**Exercise directions**
From the records below, please repeat exactly the line that has "Annotation guideline: for each instance of the twig", the line that has "Annotation guideline: for each instance of the flower", and every line between them, and nothing else.

**The input**
·····
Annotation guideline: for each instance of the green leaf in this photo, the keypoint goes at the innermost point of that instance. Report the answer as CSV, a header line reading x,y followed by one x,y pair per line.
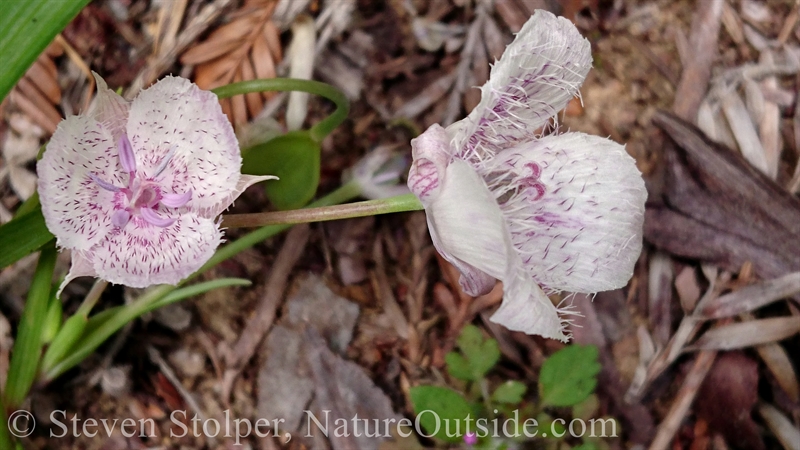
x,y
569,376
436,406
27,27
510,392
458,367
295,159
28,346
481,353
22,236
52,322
·····
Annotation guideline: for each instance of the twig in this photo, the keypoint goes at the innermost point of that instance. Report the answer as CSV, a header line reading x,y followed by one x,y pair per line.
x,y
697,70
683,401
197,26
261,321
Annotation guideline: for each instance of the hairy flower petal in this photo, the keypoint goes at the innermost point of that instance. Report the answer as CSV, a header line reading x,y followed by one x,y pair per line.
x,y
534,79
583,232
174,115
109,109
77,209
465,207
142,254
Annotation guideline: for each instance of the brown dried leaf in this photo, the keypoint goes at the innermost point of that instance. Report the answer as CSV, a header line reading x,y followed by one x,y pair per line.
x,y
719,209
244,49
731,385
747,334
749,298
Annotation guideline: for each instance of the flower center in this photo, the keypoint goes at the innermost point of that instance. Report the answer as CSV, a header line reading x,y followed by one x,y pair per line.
·····
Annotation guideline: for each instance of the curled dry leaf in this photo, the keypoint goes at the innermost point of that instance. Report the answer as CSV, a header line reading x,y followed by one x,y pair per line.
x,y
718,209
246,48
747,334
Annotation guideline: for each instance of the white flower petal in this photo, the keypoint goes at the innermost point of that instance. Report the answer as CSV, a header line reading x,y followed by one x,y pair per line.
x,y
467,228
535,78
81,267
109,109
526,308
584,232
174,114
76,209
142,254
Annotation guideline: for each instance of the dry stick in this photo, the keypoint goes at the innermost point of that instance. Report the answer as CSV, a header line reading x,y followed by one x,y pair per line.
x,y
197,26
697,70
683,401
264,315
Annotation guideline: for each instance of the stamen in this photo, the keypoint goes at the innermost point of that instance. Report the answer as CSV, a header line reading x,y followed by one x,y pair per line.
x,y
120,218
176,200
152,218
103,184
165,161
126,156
·····
**Result of the task**
Annotation guideline: for each instance of the twig in this photo, the keypoint goes at the innermost point of that instance. Report the answer as CSV, a header line reading x,y followed by one x,y pair per line.
x,y
697,70
683,401
197,26
261,321
Annotation guideline: for each instance of the hairy flower petal in this photo, the keypoint goes at the innermost point of that instance. Report the answer as CSV, a header line reading x,y followed by one x,y pair per line.
x,y
534,79
583,232
174,115
109,109
77,209
465,207
142,254
Annotation guideline: for each instance of the brown dried leaf in this photo, the keypoint goes at the innermost point of that instance. Report the answer as CSV, a header line reading x,y followed by one x,y pair per line.
x,y
719,209
244,49
731,385
747,334
749,298
Annotation guideline: for each instance of the flower center in this photo, the keypoint goes at the innermost point of that instance. Report the answer as CSV, a header line reading x,y followed by one x,y pair per line.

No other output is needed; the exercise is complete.